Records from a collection
>>>>>
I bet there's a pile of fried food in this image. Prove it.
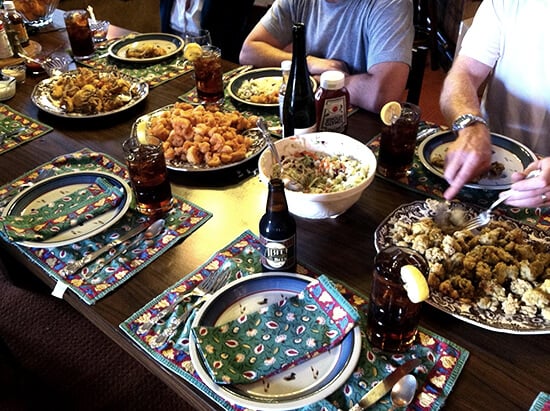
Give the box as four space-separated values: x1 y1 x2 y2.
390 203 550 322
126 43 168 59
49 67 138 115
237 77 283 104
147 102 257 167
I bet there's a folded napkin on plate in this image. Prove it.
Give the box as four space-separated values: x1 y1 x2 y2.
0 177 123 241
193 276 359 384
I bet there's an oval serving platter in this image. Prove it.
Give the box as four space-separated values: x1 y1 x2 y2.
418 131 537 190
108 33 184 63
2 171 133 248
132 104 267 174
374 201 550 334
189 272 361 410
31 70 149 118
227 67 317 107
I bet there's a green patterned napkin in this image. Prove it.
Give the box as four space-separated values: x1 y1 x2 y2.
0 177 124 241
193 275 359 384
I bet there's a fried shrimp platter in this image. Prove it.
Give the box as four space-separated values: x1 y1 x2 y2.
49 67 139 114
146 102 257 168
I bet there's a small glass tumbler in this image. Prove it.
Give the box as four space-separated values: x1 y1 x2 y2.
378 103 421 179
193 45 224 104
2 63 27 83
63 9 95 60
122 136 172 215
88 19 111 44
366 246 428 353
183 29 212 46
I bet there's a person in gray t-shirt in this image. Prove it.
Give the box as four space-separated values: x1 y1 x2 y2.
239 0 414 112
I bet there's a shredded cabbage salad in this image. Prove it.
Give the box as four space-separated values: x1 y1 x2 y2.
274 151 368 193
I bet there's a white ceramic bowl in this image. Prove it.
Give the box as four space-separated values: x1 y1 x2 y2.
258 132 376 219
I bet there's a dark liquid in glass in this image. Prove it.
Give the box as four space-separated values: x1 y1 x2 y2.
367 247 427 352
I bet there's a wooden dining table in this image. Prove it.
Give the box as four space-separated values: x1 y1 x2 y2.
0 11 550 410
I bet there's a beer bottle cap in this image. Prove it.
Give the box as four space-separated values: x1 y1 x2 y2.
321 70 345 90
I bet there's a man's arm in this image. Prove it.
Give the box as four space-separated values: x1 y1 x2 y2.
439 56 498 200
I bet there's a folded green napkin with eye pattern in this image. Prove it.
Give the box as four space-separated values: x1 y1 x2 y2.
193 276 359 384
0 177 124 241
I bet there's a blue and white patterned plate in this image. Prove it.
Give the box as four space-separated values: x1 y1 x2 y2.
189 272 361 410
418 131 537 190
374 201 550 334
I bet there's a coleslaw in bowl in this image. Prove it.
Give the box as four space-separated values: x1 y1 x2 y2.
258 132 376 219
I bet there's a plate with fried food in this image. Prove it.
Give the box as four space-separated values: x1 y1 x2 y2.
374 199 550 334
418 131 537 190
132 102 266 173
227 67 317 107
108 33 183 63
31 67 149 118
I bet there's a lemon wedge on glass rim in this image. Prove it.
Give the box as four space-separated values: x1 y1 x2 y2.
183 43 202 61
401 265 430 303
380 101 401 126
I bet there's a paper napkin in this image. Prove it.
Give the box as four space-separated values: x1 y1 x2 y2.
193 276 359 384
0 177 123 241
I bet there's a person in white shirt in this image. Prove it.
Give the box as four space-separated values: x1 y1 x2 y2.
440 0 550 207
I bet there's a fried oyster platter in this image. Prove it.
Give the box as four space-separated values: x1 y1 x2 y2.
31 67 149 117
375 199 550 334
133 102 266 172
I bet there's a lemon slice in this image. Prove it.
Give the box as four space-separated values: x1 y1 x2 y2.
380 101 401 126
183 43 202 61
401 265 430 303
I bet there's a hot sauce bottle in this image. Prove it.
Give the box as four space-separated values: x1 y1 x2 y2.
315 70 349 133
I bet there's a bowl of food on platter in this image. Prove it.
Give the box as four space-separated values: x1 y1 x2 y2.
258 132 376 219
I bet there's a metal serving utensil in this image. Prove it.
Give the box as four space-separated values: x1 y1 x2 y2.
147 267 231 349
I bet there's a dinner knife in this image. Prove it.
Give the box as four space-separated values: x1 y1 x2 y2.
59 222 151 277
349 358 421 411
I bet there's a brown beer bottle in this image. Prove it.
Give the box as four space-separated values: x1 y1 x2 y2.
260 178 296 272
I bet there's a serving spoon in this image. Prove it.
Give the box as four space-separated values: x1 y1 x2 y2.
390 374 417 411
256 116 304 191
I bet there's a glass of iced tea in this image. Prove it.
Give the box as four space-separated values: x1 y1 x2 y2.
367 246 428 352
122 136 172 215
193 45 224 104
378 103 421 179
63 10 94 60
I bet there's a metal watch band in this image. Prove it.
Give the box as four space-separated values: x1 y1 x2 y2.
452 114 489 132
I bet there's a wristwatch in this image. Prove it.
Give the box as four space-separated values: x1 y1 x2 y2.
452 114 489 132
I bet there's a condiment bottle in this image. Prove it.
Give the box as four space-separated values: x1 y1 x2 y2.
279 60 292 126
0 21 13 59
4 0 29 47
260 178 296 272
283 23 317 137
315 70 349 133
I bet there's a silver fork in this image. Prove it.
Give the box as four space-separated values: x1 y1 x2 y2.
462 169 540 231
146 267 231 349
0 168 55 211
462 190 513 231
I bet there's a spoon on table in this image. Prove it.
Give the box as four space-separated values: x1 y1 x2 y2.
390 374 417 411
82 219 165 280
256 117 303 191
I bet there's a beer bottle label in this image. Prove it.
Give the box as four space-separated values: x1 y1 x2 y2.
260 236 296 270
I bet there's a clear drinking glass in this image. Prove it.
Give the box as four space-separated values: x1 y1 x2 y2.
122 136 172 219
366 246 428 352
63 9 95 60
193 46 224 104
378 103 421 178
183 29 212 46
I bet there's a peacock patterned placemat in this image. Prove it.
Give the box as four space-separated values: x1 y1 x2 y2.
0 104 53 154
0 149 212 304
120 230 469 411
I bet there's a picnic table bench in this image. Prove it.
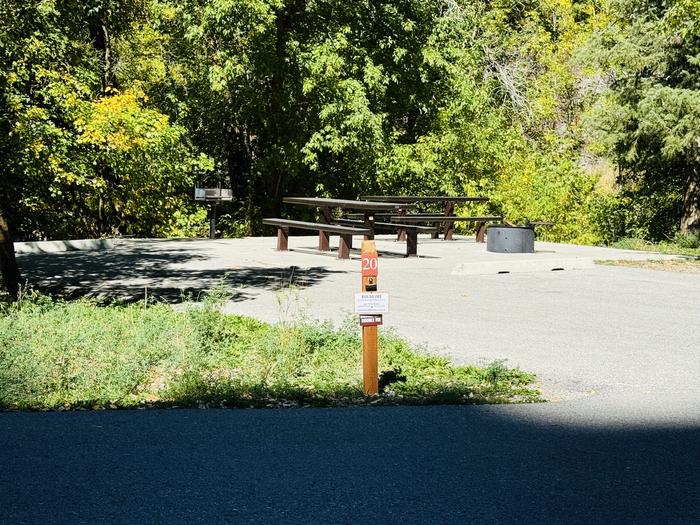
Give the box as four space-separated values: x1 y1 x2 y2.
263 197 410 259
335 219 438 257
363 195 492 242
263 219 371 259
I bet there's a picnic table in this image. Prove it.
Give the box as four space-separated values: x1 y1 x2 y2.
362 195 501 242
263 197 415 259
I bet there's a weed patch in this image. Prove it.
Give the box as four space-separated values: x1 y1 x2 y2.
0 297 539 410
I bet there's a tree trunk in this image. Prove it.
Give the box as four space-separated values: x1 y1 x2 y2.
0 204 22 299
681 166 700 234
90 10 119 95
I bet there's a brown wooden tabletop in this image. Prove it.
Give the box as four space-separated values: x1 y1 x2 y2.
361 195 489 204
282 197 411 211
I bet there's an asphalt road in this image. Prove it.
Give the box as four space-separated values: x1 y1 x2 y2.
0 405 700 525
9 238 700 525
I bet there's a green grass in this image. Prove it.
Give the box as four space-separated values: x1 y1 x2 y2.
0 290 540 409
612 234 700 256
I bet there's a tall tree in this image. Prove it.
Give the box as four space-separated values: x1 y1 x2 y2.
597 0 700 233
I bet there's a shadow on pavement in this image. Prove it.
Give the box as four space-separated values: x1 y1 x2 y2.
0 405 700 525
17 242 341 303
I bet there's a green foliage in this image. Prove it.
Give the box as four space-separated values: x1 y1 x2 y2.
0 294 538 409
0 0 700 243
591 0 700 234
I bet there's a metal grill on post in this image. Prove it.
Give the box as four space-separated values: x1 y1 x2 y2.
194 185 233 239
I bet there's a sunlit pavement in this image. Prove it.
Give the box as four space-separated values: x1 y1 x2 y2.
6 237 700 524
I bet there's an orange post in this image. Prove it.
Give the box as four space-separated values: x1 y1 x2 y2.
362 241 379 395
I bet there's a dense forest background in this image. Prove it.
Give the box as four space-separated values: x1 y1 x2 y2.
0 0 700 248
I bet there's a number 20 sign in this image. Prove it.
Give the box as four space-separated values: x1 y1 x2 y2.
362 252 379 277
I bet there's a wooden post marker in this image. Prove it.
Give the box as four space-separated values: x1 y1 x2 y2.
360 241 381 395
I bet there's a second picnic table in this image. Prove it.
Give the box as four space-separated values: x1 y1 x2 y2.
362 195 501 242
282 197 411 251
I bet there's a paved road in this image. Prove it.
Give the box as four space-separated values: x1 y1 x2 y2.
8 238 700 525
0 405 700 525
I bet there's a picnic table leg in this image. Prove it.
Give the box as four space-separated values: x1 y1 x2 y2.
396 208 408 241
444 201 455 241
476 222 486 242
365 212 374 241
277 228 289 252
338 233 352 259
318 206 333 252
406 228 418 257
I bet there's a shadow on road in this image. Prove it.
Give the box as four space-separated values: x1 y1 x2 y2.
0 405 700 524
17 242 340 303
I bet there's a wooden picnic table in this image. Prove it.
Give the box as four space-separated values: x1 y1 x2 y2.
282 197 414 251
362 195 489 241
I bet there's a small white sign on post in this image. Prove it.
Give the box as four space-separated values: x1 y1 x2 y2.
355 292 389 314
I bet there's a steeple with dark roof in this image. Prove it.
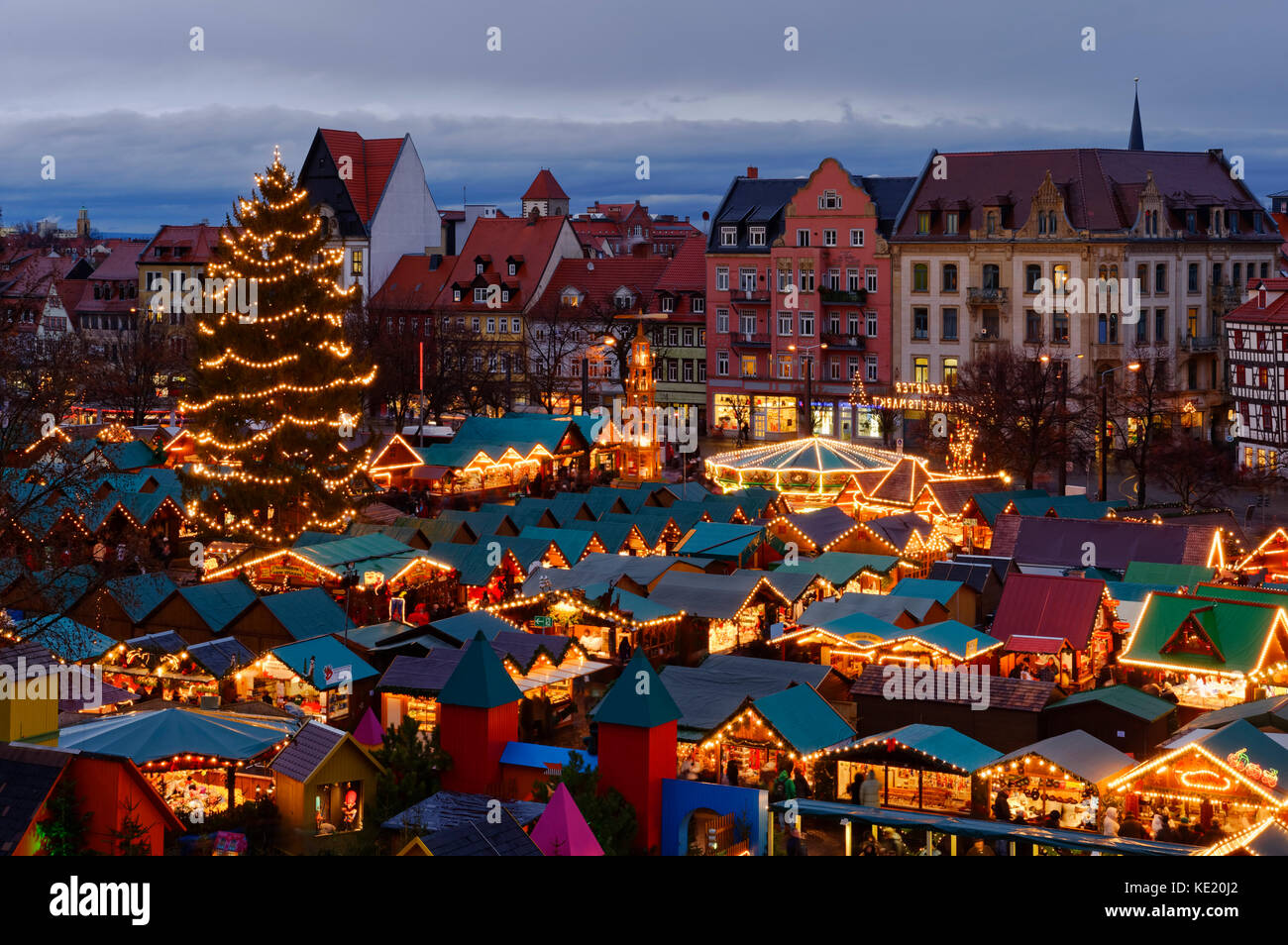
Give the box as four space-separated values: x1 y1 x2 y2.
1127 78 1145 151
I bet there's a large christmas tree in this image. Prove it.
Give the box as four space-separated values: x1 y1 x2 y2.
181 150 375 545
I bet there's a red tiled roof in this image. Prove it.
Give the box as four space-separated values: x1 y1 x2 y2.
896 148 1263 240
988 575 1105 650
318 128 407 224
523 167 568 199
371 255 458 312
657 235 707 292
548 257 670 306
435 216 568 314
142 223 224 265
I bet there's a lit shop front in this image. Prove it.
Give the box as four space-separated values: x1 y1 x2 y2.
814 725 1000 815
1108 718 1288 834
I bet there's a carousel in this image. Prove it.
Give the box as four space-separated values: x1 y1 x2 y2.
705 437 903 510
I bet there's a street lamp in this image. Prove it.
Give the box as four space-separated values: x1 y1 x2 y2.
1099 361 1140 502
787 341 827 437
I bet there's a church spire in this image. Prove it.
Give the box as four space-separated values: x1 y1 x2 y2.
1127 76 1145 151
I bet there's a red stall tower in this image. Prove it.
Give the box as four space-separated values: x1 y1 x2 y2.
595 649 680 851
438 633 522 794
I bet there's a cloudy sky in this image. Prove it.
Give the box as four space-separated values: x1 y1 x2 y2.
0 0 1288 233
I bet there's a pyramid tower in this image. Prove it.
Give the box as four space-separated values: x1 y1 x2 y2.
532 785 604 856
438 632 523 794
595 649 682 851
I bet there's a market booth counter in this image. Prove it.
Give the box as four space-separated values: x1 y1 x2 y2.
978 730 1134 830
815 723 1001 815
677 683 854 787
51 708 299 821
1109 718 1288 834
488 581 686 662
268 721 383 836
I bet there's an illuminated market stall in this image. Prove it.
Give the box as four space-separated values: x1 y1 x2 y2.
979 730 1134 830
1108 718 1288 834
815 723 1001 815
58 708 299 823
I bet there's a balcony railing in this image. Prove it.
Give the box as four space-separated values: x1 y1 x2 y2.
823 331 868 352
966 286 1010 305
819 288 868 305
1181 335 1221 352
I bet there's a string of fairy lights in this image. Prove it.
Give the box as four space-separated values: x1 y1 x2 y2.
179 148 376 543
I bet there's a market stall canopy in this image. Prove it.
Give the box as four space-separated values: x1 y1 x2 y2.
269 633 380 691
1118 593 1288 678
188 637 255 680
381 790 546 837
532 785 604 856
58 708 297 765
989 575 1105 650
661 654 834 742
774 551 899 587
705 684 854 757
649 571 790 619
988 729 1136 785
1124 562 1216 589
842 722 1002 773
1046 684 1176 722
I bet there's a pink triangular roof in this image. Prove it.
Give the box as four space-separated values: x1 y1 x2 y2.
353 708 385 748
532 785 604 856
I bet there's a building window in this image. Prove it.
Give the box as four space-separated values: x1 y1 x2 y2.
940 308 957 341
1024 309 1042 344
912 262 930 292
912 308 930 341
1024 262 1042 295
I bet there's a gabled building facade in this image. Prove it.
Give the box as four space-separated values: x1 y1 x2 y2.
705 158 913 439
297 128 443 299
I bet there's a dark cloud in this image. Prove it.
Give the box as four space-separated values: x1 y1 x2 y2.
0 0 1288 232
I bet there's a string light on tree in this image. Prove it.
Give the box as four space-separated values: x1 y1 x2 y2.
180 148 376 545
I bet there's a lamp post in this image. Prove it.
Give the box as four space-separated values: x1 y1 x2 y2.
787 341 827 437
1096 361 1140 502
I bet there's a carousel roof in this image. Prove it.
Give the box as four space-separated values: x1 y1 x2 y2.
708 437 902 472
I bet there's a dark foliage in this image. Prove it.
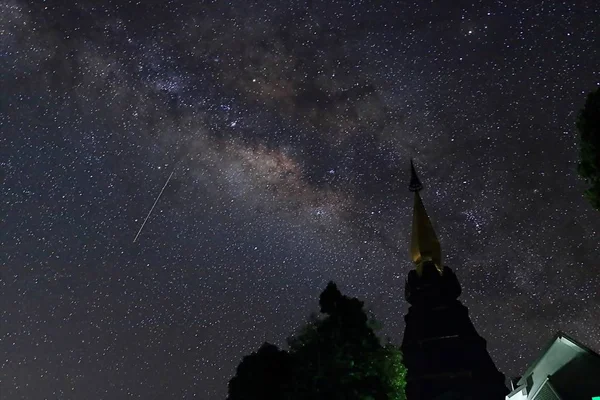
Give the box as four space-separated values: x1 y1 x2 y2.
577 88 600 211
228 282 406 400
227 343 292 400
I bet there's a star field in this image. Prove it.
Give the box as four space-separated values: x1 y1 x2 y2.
<<<<<
Reproduce only the data starting at the line containing "I bet there's a dark liquid" and ending at the line containing "0 11 550 410", with the request lines kept unchanged. Multiply every box coordinate in the answers by 0.2, rounding to whole numbers with halves rounded up.

I bet there's a dark liquid in glass in this image. Prove it.
Give the box as four space-separated values: x1 y1 x2 y2.
73 49 85 70
I bet there's a wooden dining table in this image. Prove it.
Give the box as four space-separated values: x1 y1 x2 y2.
0 2 110 82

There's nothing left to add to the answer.